Task requirements:
Edit the records below so that every "Detection result" reads "Predicted box", leaving everything else unchanged.
[Start]
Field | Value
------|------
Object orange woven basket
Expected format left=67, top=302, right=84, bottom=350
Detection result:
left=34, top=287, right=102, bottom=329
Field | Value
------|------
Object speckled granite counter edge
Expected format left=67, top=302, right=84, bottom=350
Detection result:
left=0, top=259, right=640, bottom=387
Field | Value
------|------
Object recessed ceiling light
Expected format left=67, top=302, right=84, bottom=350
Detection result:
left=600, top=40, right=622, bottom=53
[End]
Output for this task:
Field | Value
------|------
Object orange woven basket
Expected format left=67, top=302, right=84, bottom=350
Predicted box:
left=34, top=287, right=102, bottom=329
Field | Value
------|------
Object speckled granite counter edge
Expected format left=67, top=302, right=84, bottom=350
Predicted box:
left=0, top=259, right=640, bottom=387
Field | Value
------|------
Object recessed ceiling light
Expected format left=67, top=302, right=84, bottom=350
Predicted box:
left=600, top=40, right=622, bottom=53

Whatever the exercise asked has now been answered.